■ Document extract:
▬▬▬

More I write about these hacks and hacks-over-hacks, more I want to
rewrite the button event handling completely in a straightforward way
(translating system WM_LBUTTON to ButtonPress-1, etc. - without state
change tracking). What stops me now is that I'm unable to implement
the same thing on MacOSX branch, so I'd have to keep both code paths
working ("click-translation" for Win32 and probably X11, and "state
tracking" for MacOSX). I'd be grateful for your advice.
Maybe you know some Tk developer who is an expert on MacOSX: then
we should probably discuss the issue together.
P.S. WM_NC* handling code is someway related to context-help: when a widget is clicked in the "question-mark mode", it's a non-client click event, too. Thus when the WM_NC* code is present, the context-help click is naturally absorbed (only a button release is passed on, as in all other cases). Without WM_NC* handling, context help click would cause a spurious click event in addition to <<Help>> event.

▬▬▬

■ Directives:
1 - In the forum post, what stops the writer from rewriting the button event handling in a straightforward way?
2 - Please count the lines of the entries that contain the word "litter", and give only the number.
The entries have no connection to the forum post above.

■ Records from a point annotation dataset:
▬▬▬

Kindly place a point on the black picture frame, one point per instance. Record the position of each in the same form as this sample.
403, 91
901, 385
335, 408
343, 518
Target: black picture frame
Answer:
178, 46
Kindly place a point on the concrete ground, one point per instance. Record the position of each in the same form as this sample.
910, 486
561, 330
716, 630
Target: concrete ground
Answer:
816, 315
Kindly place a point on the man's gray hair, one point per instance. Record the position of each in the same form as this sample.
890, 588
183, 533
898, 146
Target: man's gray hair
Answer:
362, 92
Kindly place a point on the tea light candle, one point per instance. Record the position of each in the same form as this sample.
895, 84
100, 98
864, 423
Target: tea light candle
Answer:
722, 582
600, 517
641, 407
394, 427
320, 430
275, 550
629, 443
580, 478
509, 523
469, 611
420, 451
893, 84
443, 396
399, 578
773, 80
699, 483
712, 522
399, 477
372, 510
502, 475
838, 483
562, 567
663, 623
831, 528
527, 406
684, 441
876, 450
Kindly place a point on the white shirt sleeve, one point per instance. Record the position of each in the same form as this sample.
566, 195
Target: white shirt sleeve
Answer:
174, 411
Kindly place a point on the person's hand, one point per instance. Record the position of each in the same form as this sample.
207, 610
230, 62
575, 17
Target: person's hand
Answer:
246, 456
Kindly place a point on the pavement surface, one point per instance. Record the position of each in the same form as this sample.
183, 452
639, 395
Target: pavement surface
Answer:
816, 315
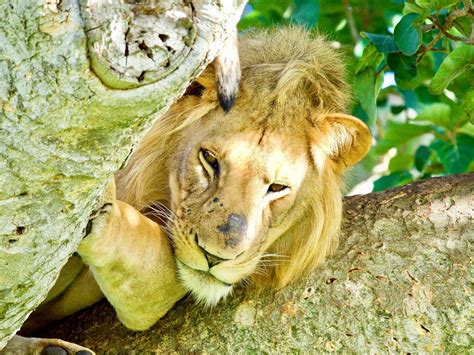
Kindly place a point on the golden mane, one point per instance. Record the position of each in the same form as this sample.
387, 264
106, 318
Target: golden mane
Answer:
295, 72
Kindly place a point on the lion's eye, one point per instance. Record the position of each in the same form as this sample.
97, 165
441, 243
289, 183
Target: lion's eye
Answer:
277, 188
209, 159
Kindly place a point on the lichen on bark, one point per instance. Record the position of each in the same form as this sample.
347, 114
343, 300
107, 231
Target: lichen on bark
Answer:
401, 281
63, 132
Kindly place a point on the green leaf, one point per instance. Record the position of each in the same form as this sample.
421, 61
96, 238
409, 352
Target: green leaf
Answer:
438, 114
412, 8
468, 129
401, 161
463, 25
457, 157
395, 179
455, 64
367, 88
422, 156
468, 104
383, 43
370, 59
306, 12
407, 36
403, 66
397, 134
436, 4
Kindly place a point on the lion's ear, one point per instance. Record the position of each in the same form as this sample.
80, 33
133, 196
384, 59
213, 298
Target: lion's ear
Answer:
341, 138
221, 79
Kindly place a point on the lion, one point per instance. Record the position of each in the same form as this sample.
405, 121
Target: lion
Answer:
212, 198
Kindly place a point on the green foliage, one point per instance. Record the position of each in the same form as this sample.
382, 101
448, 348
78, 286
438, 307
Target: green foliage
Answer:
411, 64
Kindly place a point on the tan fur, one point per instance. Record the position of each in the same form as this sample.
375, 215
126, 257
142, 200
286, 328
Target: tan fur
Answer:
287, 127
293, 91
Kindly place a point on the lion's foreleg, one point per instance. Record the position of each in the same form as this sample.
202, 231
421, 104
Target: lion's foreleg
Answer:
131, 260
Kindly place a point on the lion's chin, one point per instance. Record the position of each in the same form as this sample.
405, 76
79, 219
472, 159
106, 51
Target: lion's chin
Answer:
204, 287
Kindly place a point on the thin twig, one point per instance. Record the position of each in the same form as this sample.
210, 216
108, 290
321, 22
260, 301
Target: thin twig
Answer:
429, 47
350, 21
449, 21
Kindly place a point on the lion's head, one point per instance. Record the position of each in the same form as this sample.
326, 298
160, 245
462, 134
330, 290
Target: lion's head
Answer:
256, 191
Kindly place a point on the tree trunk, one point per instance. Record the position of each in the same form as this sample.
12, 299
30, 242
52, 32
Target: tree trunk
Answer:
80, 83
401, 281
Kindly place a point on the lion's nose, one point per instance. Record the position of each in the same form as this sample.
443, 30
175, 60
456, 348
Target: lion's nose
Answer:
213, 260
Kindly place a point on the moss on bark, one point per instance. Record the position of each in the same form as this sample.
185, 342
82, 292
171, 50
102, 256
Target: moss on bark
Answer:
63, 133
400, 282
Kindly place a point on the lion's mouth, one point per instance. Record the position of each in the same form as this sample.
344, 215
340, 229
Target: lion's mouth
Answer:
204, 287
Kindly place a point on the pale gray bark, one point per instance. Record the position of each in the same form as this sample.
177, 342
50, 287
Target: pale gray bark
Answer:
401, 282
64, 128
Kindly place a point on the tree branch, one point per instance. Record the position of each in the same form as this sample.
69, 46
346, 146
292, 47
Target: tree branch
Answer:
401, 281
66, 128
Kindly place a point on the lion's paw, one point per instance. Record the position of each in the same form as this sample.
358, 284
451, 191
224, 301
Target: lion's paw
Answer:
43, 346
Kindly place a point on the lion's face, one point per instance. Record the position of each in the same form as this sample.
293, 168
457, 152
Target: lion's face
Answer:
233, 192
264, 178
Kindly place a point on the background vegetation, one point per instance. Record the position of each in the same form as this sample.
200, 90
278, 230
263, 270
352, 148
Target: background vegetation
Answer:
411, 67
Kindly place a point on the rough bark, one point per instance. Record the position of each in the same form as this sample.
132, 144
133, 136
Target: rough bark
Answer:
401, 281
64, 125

▬▬▬

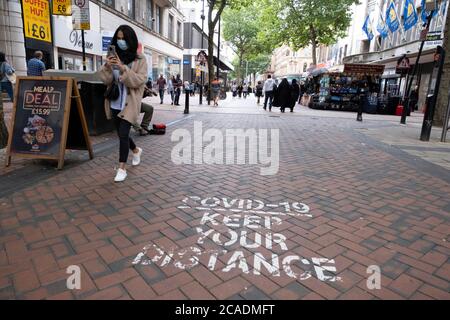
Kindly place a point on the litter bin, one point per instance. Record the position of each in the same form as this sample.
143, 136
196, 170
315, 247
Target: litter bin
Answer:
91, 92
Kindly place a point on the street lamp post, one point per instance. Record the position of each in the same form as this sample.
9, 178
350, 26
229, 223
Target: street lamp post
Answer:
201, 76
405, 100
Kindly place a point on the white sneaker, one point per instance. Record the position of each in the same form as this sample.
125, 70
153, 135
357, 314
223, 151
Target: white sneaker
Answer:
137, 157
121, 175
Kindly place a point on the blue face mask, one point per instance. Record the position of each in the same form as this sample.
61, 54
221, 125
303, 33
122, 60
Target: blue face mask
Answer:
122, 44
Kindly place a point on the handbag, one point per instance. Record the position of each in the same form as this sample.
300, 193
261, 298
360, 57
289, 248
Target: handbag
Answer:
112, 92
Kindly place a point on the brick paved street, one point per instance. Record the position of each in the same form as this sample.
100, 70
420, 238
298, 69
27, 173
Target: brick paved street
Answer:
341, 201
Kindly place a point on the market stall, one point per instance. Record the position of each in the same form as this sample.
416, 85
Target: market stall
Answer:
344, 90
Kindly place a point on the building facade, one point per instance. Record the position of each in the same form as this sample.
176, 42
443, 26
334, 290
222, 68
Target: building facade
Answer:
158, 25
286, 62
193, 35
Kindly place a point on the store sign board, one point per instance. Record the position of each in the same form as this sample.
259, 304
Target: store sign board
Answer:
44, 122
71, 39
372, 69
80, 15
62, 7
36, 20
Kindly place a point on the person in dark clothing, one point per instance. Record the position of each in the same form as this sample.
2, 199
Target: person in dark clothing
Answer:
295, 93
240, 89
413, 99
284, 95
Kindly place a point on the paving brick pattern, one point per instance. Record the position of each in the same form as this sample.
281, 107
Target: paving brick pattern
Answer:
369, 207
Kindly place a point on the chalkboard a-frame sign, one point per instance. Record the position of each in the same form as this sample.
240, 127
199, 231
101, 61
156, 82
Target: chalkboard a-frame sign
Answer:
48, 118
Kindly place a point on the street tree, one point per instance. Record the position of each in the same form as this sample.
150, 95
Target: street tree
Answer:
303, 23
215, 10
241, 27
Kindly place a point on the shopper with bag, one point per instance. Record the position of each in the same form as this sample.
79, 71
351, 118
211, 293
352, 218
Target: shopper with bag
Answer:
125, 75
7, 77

▬▬▬

■ Solutions:
1 - The writer is unable to implement the same thing on the MacOSX branch.

2 - 2